--- start of DATASET EXCERPTS ---

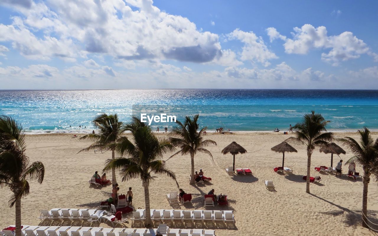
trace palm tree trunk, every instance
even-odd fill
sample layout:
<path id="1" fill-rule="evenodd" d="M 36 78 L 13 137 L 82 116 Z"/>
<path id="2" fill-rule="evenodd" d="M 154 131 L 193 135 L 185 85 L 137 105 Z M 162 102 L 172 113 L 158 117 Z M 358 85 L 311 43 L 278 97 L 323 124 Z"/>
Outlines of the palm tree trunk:
<path id="1" fill-rule="evenodd" d="M 364 189 L 362 194 L 362 226 L 367 228 L 367 187 L 370 182 L 370 177 L 366 173 L 364 173 L 363 179 L 364 183 Z"/>
<path id="2" fill-rule="evenodd" d="M 112 159 L 115 158 L 115 154 L 114 152 L 114 150 L 112 150 Z M 113 187 L 117 184 L 117 178 L 116 176 L 116 169 L 114 167 L 112 169 L 112 183 Z"/>
<path id="3" fill-rule="evenodd" d="M 307 175 L 306 180 L 306 192 L 310 193 L 310 172 L 311 168 L 311 155 L 312 150 L 307 148 Z"/>
<path id="4" fill-rule="evenodd" d="M 194 184 L 194 154 L 191 153 L 190 159 L 192 164 L 192 172 L 189 184 Z"/>
<path id="5" fill-rule="evenodd" d="M 19 198 L 16 200 L 16 230 L 15 235 L 21 235 L 21 199 Z"/>
<path id="6" fill-rule="evenodd" d="M 151 228 L 152 222 L 151 220 L 151 211 L 150 210 L 150 192 L 148 188 L 150 185 L 149 180 L 143 180 L 143 186 L 144 188 L 144 201 L 146 202 L 146 222 L 144 225 L 146 228 Z"/>
<path id="7" fill-rule="evenodd" d="M 333 165 L 333 153 L 331 153 L 331 167 Z"/>
<path id="8" fill-rule="evenodd" d="M 232 171 L 235 173 L 235 154 L 234 154 L 234 162 L 232 162 Z"/>

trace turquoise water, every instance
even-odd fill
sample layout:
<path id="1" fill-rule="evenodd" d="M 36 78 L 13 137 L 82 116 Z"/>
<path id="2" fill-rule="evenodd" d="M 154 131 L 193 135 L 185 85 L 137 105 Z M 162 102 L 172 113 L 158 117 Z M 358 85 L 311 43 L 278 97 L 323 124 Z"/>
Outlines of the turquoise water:
<path id="1" fill-rule="evenodd" d="M 200 124 L 210 130 L 283 131 L 311 110 L 331 121 L 328 130 L 378 130 L 377 90 L 0 90 L 0 114 L 14 117 L 33 133 L 90 132 L 91 120 L 101 113 L 128 121 L 141 112 L 179 120 L 200 114 Z M 152 125 L 163 129 L 174 124 Z"/>

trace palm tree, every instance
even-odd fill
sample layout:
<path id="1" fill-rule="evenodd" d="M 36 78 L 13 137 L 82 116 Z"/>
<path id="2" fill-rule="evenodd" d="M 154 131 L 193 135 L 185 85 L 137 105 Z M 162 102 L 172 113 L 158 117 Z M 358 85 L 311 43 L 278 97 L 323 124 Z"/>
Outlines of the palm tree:
<path id="1" fill-rule="evenodd" d="M 133 142 L 122 137 L 114 147 L 121 156 L 106 161 L 104 171 L 116 169 L 120 171 L 122 181 L 140 177 L 144 188 L 146 203 L 146 226 L 152 225 L 150 210 L 149 186 L 156 178 L 151 173 L 166 174 L 178 184 L 174 173 L 166 168 L 165 162 L 161 160 L 163 155 L 174 150 L 174 147 L 165 139 L 158 139 L 153 134 L 150 126 L 135 117 L 127 126 L 126 130 L 131 131 Z"/>
<path id="2" fill-rule="evenodd" d="M 177 120 L 176 123 L 178 125 L 178 127 L 172 129 L 171 137 L 169 139 L 170 143 L 180 148 L 180 150 L 168 159 L 178 154 L 182 156 L 190 154 L 192 164 L 190 184 L 194 184 L 194 155 L 197 152 L 203 153 L 212 158 L 211 153 L 204 148 L 211 144 L 217 145 L 214 141 L 203 140 L 203 131 L 207 129 L 207 126 L 202 128 L 199 132 L 198 131 L 199 124 L 197 121 L 199 116 L 198 114 L 194 116 L 192 120 L 189 116 L 186 116 L 183 124 Z"/>
<path id="3" fill-rule="evenodd" d="M 95 117 L 92 123 L 96 130 L 96 133 L 87 134 L 79 139 L 89 140 L 94 142 L 79 152 L 93 149 L 110 149 L 112 150 L 112 158 L 114 159 L 115 154 L 113 145 L 118 141 L 124 131 L 123 123 L 118 121 L 117 114 L 108 115 L 104 113 Z M 115 170 L 112 170 L 112 182 L 113 186 L 117 184 L 115 173 Z"/>
<path id="4" fill-rule="evenodd" d="M 307 146 L 307 171 L 306 184 L 306 192 L 310 193 L 310 170 L 311 167 L 311 155 L 316 147 L 326 147 L 328 142 L 334 139 L 333 133 L 327 132 L 325 126 L 330 122 L 325 120 L 321 114 L 311 114 L 303 116 L 301 122 L 296 123 L 293 129 L 294 136 L 289 138 L 288 140 Z"/>
<path id="5" fill-rule="evenodd" d="M 367 228 L 367 187 L 370 182 L 370 176 L 372 174 L 376 177 L 378 176 L 378 139 L 374 142 L 370 134 L 370 131 L 366 127 L 362 130 L 359 130 L 358 133 L 360 136 L 359 142 L 349 137 L 341 139 L 339 141 L 348 147 L 354 155 L 347 161 L 346 164 L 354 162 L 362 166 L 364 171 L 362 225 Z"/>
<path id="6" fill-rule="evenodd" d="M 22 126 L 12 118 L 0 116 L 0 187 L 9 187 L 13 195 L 9 206 L 15 205 L 15 235 L 21 235 L 21 198 L 29 194 L 29 180 L 42 184 L 45 176 L 42 162 L 29 165 Z"/>

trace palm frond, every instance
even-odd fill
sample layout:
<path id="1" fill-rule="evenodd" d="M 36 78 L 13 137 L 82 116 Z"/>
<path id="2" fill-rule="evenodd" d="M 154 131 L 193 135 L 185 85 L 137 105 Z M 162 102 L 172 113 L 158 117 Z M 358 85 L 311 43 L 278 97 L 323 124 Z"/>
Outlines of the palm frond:
<path id="1" fill-rule="evenodd" d="M 34 162 L 25 170 L 22 179 L 25 179 L 29 176 L 31 179 L 36 179 L 39 184 L 42 184 L 45 176 L 45 166 L 40 162 Z"/>

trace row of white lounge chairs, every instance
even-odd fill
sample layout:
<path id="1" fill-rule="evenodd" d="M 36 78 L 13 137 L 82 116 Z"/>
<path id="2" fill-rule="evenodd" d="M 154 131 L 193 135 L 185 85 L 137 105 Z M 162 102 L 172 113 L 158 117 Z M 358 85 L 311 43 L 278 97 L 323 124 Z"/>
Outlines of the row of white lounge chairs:
<path id="1" fill-rule="evenodd" d="M 184 220 L 190 220 L 192 222 L 211 221 L 212 222 L 222 221 L 235 223 L 232 211 L 206 211 L 194 210 L 186 211 L 173 210 L 151 209 L 151 217 L 153 221 L 163 221 L 179 220 L 183 222 Z M 146 210 L 138 209 L 133 212 L 132 222 L 140 221 L 143 223 L 146 219 Z"/>
<path id="2" fill-rule="evenodd" d="M 114 205 L 112 205 L 110 211 L 104 210 L 96 209 L 70 209 L 54 208 L 50 211 L 41 211 L 41 215 L 39 218 L 41 220 L 45 219 L 68 219 L 73 221 L 75 219 L 87 220 L 88 222 L 97 222 L 101 223 L 101 221 L 105 222 L 108 221 L 113 227 L 115 224 L 122 224 L 127 221 L 126 218 L 122 218 L 118 220 L 112 219 L 115 217 L 113 214 L 116 213 Z"/>
<path id="3" fill-rule="evenodd" d="M 155 236 L 157 231 L 166 236 L 215 235 L 214 230 L 170 229 L 167 225 L 160 224 L 155 229 L 24 225 L 22 236 Z M 14 232 L 11 230 L 4 230 L 0 232 L 0 234 L 2 233 L 3 236 L 15 236 Z"/>

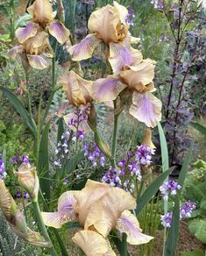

--- end of DATASET EXCERPTS ---

▶ [TO BE DONE] Can you lay out as a numbered list the lines above, starting with the line containing "trace turquoise water, every instance" and going on through the line containing "200 124 L 210", with blank lines left out?

▶ [RESPONSE]
1. trace turquoise water, every instance
2. even-odd fill
3. sample layout:
4. <path id="1" fill-rule="evenodd" d="M 36 78 L 13 137 L 82 116 Z"/>
5. <path id="2" fill-rule="evenodd" d="M 154 131 L 193 135 L 185 85 L 137 105 Z M 162 102 L 172 113 L 158 117 Z M 358 85 L 311 43 L 278 97 L 323 124 Z"/>
6. Outlines of the turquoise water:
7. <path id="1" fill-rule="evenodd" d="M 200 124 L 210 130 L 283 131 L 311 110 L 331 121 L 328 130 L 378 130 L 377 90 L 0 90 L 0 114 L 14 117 L 33 133 L 90 132 L 91 120 L 101 113 L 128 121 L 141 112 L 179 120 L 200 114 Z M 152 125 L 163 129 L 174 124 Z"/>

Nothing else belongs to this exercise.